EXERCISE SET
- 1) In the forum thread below, list the separate statements that the post 6 reply adds under its quote of Plato.
- 2) Edit the forum thread below by copying the passage starting with "7. Re: Solve" and going on through "finish from there?", with "quadratic" changed to "second-degree equation".

EXCERPT
****************
Originally Posted by sbjsavio

Stuck here
Did you study this HERE ?
If not then you are lazy.
If you did you know that $\large x=\dfrac{b}{a}-1=\dfrac{b-a}{a},~a\ne 0$ so $\large\dfrac{4}{x}=\dfrac{4a}{b-a}$

You can show that $\large 1+\dfrac{4}{x}+\dfrac{4}{x^2}=?$

6. Re: Solve for 1/x

Originally Posted by Plato
Did you study this HERE ?
If not then you are lazy.
If you did you know that $\large x=\dfrac{b}{a}-1=\dfrac{b-a}{a},~a\ne 0$ so $\large\dfrac{4}{x}=\dfrac{4a}{b-a}$

You can show that $\large 1+\dfrac{4}{x}+\dfrac{4}{x^2}=?$

I end up getting a-b whole cube divided by ab
And that wolfram alpha is not free,i need to buy premium to view it(not lazy)
I didnt get that how u got x equals

7. Re: Solve for 1/x

$$abx^2=(a-b)^2(x+1)$$

This is a quadratic in $x$:

$$(ab)x^2 - (a-b)^2 x - (a-b)^2 = 0$$

\begin{align*}x & = \dfrac{(a-b)^2 \pm \sqrt{(a-b)^4 + 4ab(a-b)^2}}{2ab} \\ & = \dfrac{(a-b)^2 \pm \sqrt{(a-b)^2[(a-b)^2+4ab]}}{2ab} \\ & = \dfrac{(a-b)^2 \pm \sqrt{(a-b)^2(a+b)^2}}{2ab} \\ & = \dfrac{(a-b)^2 \pm |a-b||a+b|}{2ab} \\ & = \dfrac{(a-b)^2 \pm |a^2-b^2|}{2ab}\\ & = \dfrac{(a-b)^2 \pm (a^2-b^2)}{2ab}\end{align*}

Can you finish from there?
****************
RECORD EXTRACTS
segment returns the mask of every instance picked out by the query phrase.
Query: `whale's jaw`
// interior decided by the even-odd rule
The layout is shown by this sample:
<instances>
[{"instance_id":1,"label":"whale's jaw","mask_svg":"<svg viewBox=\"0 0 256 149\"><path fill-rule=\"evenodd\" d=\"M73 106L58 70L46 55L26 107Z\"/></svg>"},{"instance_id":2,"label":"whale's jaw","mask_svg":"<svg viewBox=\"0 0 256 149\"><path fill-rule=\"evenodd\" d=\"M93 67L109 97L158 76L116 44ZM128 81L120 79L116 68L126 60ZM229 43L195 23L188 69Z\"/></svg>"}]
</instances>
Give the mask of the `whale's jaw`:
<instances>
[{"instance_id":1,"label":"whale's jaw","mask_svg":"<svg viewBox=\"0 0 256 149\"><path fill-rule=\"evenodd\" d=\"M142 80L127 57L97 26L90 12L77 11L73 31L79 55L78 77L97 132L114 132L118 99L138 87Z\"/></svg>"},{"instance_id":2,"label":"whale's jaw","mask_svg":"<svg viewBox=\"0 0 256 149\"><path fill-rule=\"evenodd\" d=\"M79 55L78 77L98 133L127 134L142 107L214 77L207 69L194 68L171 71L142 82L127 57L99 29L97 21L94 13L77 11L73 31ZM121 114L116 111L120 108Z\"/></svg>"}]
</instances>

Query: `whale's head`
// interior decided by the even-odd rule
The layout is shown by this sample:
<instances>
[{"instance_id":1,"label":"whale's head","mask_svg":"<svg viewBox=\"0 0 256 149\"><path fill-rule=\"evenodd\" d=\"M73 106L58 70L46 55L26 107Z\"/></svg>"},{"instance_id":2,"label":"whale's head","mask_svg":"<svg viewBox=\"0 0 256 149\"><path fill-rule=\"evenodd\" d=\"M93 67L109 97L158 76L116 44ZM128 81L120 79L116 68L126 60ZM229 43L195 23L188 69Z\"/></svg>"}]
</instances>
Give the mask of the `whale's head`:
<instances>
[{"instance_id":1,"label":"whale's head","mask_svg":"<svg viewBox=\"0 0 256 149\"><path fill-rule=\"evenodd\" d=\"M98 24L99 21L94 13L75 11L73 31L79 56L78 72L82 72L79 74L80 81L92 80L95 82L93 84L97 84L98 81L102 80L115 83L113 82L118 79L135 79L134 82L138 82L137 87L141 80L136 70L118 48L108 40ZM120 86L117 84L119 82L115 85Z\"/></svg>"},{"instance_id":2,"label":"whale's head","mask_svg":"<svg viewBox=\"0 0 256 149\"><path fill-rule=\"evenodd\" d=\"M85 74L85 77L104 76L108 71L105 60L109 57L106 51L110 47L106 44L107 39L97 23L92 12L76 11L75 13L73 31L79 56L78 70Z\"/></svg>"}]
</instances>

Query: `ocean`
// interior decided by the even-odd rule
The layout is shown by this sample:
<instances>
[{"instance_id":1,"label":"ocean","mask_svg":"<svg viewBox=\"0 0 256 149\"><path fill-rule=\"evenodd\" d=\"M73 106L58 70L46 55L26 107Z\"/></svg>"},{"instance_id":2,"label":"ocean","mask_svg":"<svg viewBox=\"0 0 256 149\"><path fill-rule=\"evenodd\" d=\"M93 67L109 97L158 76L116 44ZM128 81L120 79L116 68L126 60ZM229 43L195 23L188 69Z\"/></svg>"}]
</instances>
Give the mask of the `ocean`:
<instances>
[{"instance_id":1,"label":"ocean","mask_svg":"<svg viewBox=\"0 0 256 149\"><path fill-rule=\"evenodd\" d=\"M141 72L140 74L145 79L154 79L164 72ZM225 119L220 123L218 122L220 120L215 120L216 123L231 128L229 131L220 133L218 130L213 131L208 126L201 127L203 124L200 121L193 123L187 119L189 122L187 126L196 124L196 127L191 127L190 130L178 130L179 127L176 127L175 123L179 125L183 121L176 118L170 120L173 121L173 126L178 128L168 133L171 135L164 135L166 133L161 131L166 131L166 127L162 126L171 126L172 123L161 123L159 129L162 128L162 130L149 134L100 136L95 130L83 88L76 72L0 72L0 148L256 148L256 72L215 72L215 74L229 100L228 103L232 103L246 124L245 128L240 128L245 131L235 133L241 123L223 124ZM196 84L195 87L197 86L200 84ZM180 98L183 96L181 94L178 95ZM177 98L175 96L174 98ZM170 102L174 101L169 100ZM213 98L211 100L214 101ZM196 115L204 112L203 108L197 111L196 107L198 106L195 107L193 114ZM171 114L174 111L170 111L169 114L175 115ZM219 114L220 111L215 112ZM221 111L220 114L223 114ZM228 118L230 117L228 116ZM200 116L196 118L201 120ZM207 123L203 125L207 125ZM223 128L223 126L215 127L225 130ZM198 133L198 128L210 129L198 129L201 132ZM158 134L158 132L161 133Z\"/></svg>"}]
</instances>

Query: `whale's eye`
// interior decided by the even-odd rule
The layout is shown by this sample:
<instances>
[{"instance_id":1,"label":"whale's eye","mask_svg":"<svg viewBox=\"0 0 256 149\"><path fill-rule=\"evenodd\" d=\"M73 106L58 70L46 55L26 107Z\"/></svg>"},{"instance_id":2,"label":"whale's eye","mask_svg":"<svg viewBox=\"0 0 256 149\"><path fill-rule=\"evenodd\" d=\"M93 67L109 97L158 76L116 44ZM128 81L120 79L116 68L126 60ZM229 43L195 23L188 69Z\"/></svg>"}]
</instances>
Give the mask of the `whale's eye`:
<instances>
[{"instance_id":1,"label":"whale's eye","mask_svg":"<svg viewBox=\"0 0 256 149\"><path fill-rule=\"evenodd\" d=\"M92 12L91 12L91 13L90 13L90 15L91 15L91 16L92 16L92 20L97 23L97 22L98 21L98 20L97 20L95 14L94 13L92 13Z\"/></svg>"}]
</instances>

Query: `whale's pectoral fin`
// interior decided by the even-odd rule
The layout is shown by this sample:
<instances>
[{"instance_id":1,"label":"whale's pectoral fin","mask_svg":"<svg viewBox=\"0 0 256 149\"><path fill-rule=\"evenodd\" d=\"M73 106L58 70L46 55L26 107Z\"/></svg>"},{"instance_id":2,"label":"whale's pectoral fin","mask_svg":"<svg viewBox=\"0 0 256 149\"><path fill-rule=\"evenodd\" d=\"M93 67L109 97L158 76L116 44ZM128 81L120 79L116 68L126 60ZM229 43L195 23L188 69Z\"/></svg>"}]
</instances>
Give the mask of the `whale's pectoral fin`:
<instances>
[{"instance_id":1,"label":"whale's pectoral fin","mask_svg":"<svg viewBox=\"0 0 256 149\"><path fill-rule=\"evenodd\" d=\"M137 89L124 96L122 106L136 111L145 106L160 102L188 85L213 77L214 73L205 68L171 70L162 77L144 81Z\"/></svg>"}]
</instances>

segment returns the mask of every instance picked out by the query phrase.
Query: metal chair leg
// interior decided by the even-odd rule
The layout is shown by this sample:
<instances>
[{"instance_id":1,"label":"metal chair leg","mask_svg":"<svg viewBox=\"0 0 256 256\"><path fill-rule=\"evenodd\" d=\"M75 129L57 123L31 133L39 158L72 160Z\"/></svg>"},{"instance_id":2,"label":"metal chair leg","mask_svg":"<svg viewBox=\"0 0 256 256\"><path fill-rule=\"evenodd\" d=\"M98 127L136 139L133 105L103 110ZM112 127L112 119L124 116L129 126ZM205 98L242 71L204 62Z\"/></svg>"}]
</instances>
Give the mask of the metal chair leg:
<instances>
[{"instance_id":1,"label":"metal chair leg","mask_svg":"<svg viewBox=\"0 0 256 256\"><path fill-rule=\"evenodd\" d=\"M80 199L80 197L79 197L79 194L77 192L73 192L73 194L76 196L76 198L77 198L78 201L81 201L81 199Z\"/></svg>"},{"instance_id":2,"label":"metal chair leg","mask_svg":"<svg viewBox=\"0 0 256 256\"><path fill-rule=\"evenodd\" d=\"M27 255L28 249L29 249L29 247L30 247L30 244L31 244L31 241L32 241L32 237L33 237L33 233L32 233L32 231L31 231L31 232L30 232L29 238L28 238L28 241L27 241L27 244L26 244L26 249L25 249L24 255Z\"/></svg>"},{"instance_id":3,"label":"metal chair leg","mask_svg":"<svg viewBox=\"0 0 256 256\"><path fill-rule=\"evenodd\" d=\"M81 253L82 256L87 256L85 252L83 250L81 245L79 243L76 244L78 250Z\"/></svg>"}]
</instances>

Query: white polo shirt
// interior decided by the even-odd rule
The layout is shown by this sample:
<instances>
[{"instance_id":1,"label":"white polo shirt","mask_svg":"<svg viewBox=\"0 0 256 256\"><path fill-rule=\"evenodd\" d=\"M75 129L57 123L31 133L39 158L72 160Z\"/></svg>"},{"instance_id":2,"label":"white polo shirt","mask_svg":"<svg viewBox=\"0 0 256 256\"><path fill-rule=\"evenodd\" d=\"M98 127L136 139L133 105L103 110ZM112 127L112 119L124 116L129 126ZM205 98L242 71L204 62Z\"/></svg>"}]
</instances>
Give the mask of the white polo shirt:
****************
ANSWERS TO THE TASKS
- 1)
- I end up getting a-b whole cube divided by ab
- And that wolfram alpha is not free,i need to buy premium to view it(not lazy)
- I didnt get that how u got x equals

- 2)
7. Re: Solve for 1/x

$$abx^2=(a-b)^2(x+1)$$

This is a second-degree equation in $x$:

$$(ab)x^2 - (a-b)^2 x - (a-b)^2 = 0$$

\begin{align*}x & = \dfrac{(a-b)^2 \pm \sqrt{(a-b)^4 + 4ab(a-b)^2}}{2ab} \\ & = \dfrac{(a-b)^2 \pm \sqrt{(a-b)^2[(a-b)^2+4ab]}}{2ab} \\ & = \dfrac{(a-b)^2 \pm \sqrt{(a-b)^2(a+b)^2}}{2ab} \\ & = \dfrac{(a-b)^2 \pm |a-b||a+b|}{2ab} \\ & = \dfrac{(a-b)^2 \pm |a^2-b^2|}{2ab}\\ & = \dfrac{(a-b)^2 \pm (a^2-b^2)}{2ab}\end{align*}

Can you finish from there?